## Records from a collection
#####
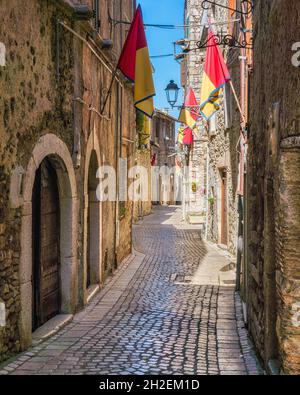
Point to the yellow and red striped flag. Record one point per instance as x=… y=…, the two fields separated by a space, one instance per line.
x=188 y=114
x=135 y=64
x=215 y=76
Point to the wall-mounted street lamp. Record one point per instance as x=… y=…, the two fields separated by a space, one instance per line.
x=172 y=93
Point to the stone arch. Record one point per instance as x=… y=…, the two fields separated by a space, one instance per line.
x=51 y=147
x=92 y=248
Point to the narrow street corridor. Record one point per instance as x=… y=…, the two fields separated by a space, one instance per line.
x=167 y=310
#####
## REQUIRED ACTION
Your answer must be an exact transcription of the lines from the one containing "Point to the stone" through the last line of the records above, and nothing else.

## OUTPUT OF THE EXERCISE
Point to the stone arch. Record one point per instance as x=… y=…, the two fields separated by a space, one instance per line.
x=51 y=147
x=92 y=248
Point to the narrow street corridor. Record one point per instance as x=… y=…, the two fields separated by a space, one instance per line.
x=167 y=310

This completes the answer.